[Text excerpt Boundary: Start]
Rebekah says Type 1 diabetes means she has to take excellent care of herself
I am a 24-year-old post-graduate student, from London but currently living in Edinburgh. I was diagnosed with type 1 diabetes at age 16, with blood sugars over 50mmol/l, resulting in a near fatal case ofDiabetic Ketoacidosis(DKA)
Like most 16 year olds in the UK, I had just completed my GCSEs. Throughout these I can remember constant fatigue, frequent urination and a desperate thirst. I had also lost a lot of weight (though I felt like I needed to eat all the time). But everyone was stressed during GCSEs, and knowing nothing better than my own reality, I thought we were all feeling the same.
After GCSEs I went to celebrate at Glastonbury festival and things got a little weirder from here on. All things considered I was pretty out of it at the time, but I can remember snippets. I had gaping wounds on my heels from my wellies that refused to heal; much to the frustration of my friends, I made us stop almost every 10 minutes for me to use the bathroom; and I have a vivid memory of wrestling a friend of mine for the last sip of her bottle of water.
[Text excerpt Boundary: End]
[Extracted records Boundary: Start]
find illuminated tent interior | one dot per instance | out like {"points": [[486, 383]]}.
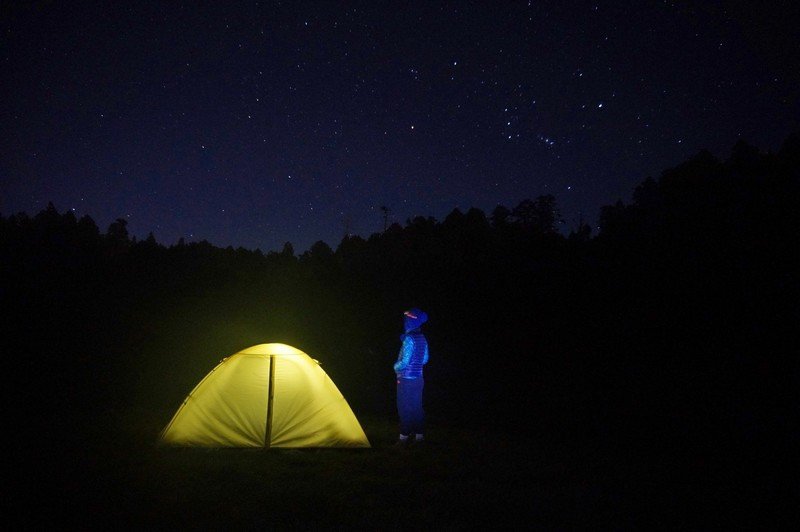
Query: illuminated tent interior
{"points": [[268, 395]]}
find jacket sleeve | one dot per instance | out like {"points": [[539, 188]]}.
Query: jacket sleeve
{"points": [[404, 357]]}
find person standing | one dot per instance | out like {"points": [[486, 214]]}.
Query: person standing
{"points": [[410, 382]]}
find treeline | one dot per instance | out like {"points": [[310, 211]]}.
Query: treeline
{"points": [[681, 312]]}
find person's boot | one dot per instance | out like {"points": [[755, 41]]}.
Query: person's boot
{"points": [[402, 442]]}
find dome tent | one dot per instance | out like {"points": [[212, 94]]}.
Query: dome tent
{"points": [[268, 395]]}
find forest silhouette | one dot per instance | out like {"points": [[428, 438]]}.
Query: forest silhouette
{"points": [[670, 332]]}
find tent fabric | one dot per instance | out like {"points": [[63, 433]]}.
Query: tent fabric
{"points": [[230, 407]]}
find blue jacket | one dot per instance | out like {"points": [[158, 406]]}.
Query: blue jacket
{"points": [[413, 355]]}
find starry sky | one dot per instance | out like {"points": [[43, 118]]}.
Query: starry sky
{"points": [[255, 123]]}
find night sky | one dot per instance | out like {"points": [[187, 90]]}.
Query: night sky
{"points": [[255, 123]]}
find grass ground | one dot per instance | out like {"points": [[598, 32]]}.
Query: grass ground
{"points": [[460, 479]]}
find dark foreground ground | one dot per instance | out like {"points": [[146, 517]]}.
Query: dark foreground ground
{"points": [[115, 476]]}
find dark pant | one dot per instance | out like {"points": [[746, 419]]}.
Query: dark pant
{"points": [[409, 405]]}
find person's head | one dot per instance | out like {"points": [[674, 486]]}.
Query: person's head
{"points": [[414, 318]]}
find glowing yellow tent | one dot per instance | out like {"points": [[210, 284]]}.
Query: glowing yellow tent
{"points": [[268, 395]]}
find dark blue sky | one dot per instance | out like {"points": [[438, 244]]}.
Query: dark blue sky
{"points": [[255, 123]]}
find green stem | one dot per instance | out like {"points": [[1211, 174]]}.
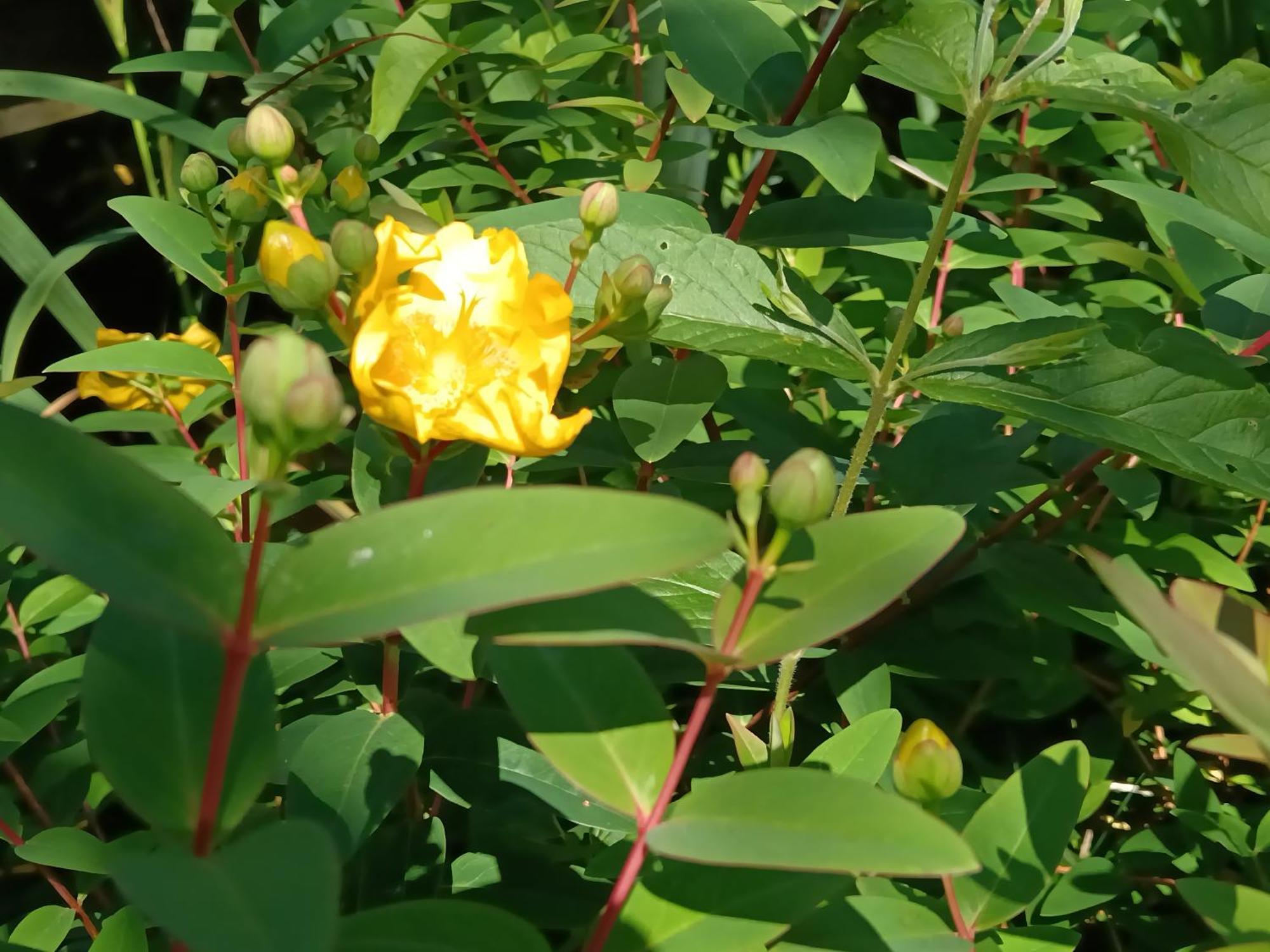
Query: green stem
{"points": [[975, 124]]}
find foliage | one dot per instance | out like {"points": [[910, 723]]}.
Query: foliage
{"points": [[562, 565]]}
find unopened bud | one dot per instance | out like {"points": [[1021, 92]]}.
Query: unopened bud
{"points": [[634, 277], [802, 489], [246, 199], [199, 173], [298, 270], [928, 767], [350, 190], [270, 135], [366, 150], [599, 206], [239, 149], [354, 246]]}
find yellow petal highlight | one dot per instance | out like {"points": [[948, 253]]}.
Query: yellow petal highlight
{"points": [[468, 346]]}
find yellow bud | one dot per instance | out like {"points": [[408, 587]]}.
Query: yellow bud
{"points": [[928, 767]]}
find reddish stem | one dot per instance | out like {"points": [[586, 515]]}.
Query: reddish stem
{"points": [[239, 416], [20, 633], [238, 658], [716, 673], [662, 129], [805, 92], [11, 835]]}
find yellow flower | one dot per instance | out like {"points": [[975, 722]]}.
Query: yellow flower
{"points": [[469, 346], [126, 390]]}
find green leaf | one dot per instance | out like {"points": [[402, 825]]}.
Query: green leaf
{"points": [[596, 717], [1215, 663], [719, 305], [148, 682], [752, 64], [181, 235], [1020, 835], [406, 65], [39, 293], [887, 550], [171, 359], [1020, 343], [116, 527], [930, 49], [274, 890], [474, 550], [685, 908], [863, 750], [350, 774], [98, 96], [873, 925], [67, 849], [438, 926], [660, 402], [1126, 392], [812, 821], [841, 148]]}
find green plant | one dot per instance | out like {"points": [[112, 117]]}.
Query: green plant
{"points": [[648, 416]]}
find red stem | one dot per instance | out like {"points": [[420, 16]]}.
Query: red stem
{"points": [[239, 416], [238, 658], [20, 633], [716, 673], [662, 129], [805, 92], [11, 835]]}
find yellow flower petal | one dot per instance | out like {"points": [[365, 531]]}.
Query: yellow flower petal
{"points": [[469, 347]]}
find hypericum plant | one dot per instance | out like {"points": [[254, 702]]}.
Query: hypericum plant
{"points": [[463, 562]]}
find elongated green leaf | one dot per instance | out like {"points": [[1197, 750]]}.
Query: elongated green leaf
{"points": [[98, 96], [1020, 833], [719, 304], [811, 821], [438, 926], [142, 681], [181, 235], [843, 148], [1168, 395], [351, 772], [107, 522], [474, 550], [171, 359], [752, 64], [237, 901], [887, 550], [406, 65], [39, 293], [660, 402], [596, 717], [863, 750]]}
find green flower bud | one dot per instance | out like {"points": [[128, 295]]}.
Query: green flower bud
{"points": [[634, 277], [366, 150], [239, 149], [246, 199], [802, 489], [599, 206], [350, 190], [270, 135], [199, 173], [354, 244], [749, 474], [290, 393], [928, 767]]}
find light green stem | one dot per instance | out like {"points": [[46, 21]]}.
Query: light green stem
{"points": [[975, 122]]}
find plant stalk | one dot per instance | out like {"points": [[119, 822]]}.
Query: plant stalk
{"points": [[975, 124]]}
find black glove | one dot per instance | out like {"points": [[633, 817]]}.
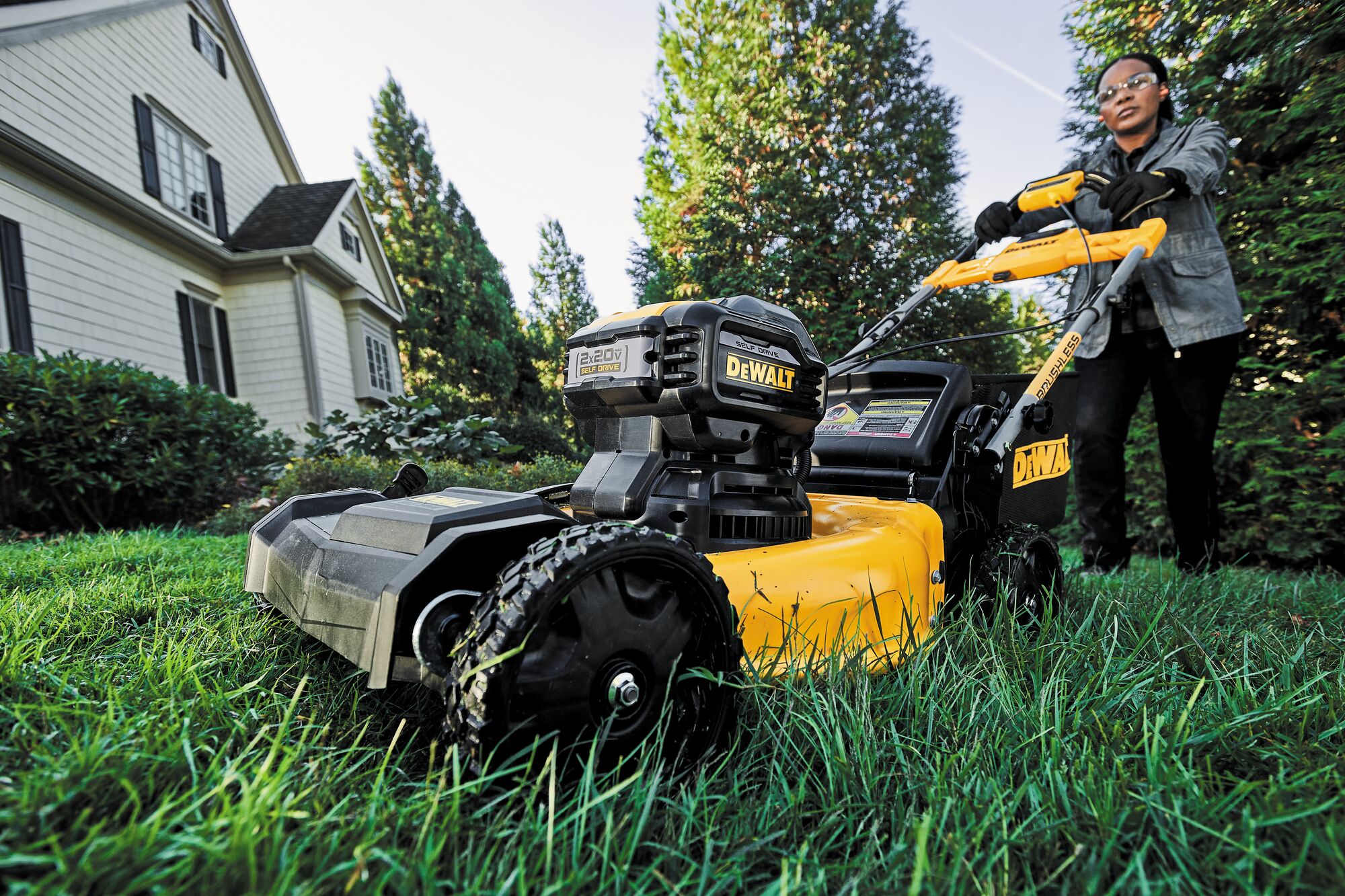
[Extracted records Boundary: End]
What is needed => Please write out the full type 1 diabetes account word for word. None of the items matter here.

Written answer =>
Rebekah says Type 1 diabetes means she has to take excellent care of herself
I am a 24-year-old post-graduate student, from London but currently living in Edinburgh. I was diagnosed with type 1 diabetes at age 16, with blood sugars over 50mmol/l, resulting in a near fatal case ofDiabetic Ketoacidosis(DKA)
Like most 16 year olds in the UK, I had just completed my GCSEs. Throughout these I can remember constant fatigue, frequent urination and a desperate thirst. I had also lost a lot of weight (though I felt like I needed to eat all the time). But everyone was stressed during GCSEs, and knowing nothing better than my own reality, I thought we were all feeling the same.
After GCSEs I went to celebrate at Glastonbury festival and things got a little weirder from here on. All things considered I was pretty out of it at the time, but I can remember snippets. I had gaping wounds on my heels from my wellies that refused to heal; much to the frustration of my friends, I made us stop almost every 10 minutes for me to use the bathroom; and I have a vivid memory of wrestling a friend of mine for the last sip of her bottle of water.